PROVIDED INFORMATION Block Start
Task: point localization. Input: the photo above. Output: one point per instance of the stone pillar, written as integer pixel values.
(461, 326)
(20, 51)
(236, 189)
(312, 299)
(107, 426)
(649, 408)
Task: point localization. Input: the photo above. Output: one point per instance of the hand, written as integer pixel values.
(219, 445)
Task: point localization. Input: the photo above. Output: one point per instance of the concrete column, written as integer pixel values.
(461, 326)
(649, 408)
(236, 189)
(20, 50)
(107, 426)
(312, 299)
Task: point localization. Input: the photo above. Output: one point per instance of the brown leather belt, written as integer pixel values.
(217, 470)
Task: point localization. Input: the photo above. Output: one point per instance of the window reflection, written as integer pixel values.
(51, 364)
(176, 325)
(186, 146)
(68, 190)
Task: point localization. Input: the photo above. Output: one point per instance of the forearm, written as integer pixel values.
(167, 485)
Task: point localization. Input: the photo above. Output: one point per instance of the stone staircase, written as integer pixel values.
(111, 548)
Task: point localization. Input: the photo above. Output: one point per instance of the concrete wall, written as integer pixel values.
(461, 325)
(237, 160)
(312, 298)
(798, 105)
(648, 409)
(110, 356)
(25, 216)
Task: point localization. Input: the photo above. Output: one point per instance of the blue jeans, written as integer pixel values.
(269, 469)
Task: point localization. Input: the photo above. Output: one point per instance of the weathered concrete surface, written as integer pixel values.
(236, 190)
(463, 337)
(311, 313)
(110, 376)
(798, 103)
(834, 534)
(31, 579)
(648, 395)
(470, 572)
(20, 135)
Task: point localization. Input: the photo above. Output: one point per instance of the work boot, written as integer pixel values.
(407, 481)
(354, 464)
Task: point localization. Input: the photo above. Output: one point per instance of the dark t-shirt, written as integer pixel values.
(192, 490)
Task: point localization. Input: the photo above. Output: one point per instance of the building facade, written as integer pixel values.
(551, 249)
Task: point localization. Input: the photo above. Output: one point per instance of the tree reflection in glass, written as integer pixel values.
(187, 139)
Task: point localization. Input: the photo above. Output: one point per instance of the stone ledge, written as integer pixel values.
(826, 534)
PROVIDED INFORMATION Block End
WORK REQUEST:
Your task is to retype the complete material exactly as it was given.

REPLY:
Task: point localization. Input: the photo above. Output: one point per instance of the stone pillar, written as integer pixel values.
(461, 326)
(20, 51)
(236, 189)
(312, 299)
(107, 426)
(649, 408)
Task: point localization. Input: the photo above. Output: one point per instance of the hand, written as integer pixel values.
(219, 445)
Task: point localization. Input: the photo above. Output: one point per instance of the concrete column, written as integer pixel values.
(461, 326)
(649, 408)
(236, 189)
(20, 50)
(107, 426)
(312, 299)
Task: point localization. Input: the photo above. Output: one point per instance of the brown leather belt, written as integer pixel values.
(217, 470)
Task: point localization. Input: the photo above. Output: one point per instance of the window reflection, written as integer pixel values.
(51, 364)
(176, 325)
(186, 146)
(68, 190)
Task: point localization. Input: the photo above. Output: one point per instance of the forearm, written as integer pixel values.
(167, 485)
Task: point localization. Input: the photo above. Output: one point per instance of the stone staircase, written as integer pixel values.
(111, 548)
Task: point localization. Input: the photo above. Output: one point per instance of the concrete wall, written as integer pixel values.
(461, 325)
(237, 160)
(312, 298)
(798, 105)
(648, 409)
(110, 356)
(25, 216)
Task: point localization. Input: the photo above. Output: one point per instance of the blue jeans, written as integer pixel values.
(269, 469)
Task: point localization. Input: the photo above. Output: one point per instance of the weathered concrete surface, written as integer pixel values.
(236, 190)
(463, 337)
(311, 313)
(110, 376)
(798, 103)
(834, 534)
(31, 579)
(648, 395)
(470, 572)
(20, 135)
Task: point localization. Input: the photo above. Output: one point per instance of the work boot, written as integer pixel values.
(407, 481)
(354, 464)
Task: point localization. Input: the photo above. Output: one point per instance of the dark t-shirt, written as integer pixel values.
(192, 490)
Task: point localization. Input: the photo above. Output: one point per instance of the building facade, written as integer pixel values.
(551, 249)
Task: point localization. Input: the photo above. Output: one point per instance of the tree reflection in glass, written as integer pixel values.
(187, 139)
Task: point localization. Input: the photo above. Output: one point per instance of the stone ledge, written as integer pixel values.
(826, 534)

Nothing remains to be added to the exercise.